*** Extract provided Section Begins ***

NAIROBI, Kenya, Apr 16 – The Truth, Justice and Reconciliation Commission (TJRC) on Saturday morning met with the victims of the Wagalla massacre who recounted how they had been tortured during that time.
The men demonstrated how they had been tormented when they were told to lie on the ground without their shirts under the scorching sun while the women wept at the anguish they experienced.
During the event, TJRC acting chairperson Tecla Namachanja assured Kenyans that the commission would ensure the truth about what happened would be unearthed and appealed to the victims to be patient.
“The commission would want to find out the context in which the massacre took place and unearth why other subsequent similar events took place after the Wagalla incident,” she said.
She encouraged those affected by the incident to come out and tell their story in a bid to lessen the pain it caused.
“The process is going to be painful but we are going to scratch the wounds so that they can heal once and for all,” she stated. “Where were all the Kenyans when the atrocities took place?”
The commissioners later viewed the area which is believed to be the place where about 300 bodies of victims were burnt.
The exact number of people killed in the massacre is unknown and estimates range from 57 the official government toll to more than five thousand.
The unsettling story of the Wagalla Massacre reads like a chapter from the 2008 post-election violence.
It all started on February 10, 1984, when members of Degodia, a Somali clan, were gathered by security forces and taken to an airstrip in Wajir.
The operation, which involved regular and administration police as well as the army aimed to disarm the Degodia and force them to identify the bandits committing crimes in the district and covered all areas of the district, including Tarbaj, Leheley, Wajir-Bor and Khorof Harar.

*** Extract provided Section Ends ***

**Work item:** Continue the news report on the commission's meeting with Wagalla massacre survivors from the point where it stops.

*** Source information Section Begins ***

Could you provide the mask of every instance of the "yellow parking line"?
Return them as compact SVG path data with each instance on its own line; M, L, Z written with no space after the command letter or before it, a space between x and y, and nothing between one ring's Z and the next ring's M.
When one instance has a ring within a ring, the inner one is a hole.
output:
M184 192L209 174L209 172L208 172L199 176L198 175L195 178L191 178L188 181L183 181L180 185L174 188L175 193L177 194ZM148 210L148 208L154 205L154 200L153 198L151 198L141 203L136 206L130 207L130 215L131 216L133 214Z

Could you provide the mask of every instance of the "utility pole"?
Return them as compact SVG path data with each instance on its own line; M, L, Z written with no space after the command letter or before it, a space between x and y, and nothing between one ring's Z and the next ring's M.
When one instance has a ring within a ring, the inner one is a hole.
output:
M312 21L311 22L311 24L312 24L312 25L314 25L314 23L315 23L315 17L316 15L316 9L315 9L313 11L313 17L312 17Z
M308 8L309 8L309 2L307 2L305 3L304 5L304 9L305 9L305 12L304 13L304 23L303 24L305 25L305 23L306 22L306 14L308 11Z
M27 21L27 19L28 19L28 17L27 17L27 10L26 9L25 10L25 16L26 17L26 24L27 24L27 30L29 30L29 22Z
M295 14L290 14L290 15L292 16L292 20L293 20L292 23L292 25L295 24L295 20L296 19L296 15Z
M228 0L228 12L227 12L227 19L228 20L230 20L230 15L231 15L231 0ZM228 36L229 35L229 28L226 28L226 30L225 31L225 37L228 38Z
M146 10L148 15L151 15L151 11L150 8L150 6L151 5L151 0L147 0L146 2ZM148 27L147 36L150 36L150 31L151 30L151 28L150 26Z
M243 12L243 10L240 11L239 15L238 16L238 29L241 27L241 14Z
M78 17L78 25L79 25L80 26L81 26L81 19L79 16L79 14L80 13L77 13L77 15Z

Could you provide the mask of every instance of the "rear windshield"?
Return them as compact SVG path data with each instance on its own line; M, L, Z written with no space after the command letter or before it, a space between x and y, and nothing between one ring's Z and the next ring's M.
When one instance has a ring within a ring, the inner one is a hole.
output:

*** Source information Section Ends ***

**Answer for this exercise:**
First, the army surrounded Bulla Jogoo and ordered the residents to leave their homes. During the swoop, women were raped, houses burnt and property looted. According to Justus ole Tipis, then a Minister in the Office of the President, the residents refused to obey the orders.
The military then forcibly removed men from their houses and took them to the airstrip, 14km West of Wajir Town.
Government accounts say those held were interrogated for three days, and a scuffle erupted when the district commissioner, accompanied by the local police division commandant, entered the airstrip.
Some of the crowd fled, while others shouted at government officers. In this confusion and stampede, 29 people died of gunshots or were trampled upon, while 28 others were killed when the army met with resistance.
But unofficial sources said the men were stripped naked and their movements restricted to a few narrow steps either forwards or backwards.
After many hours without food or water, the sun still beating down mercilessly, they were told to lie down on their chests on the hot tarmac. Those who disobeyed were shot, while others died of heat exhaustion, others reportedly survived on urine as drinking water.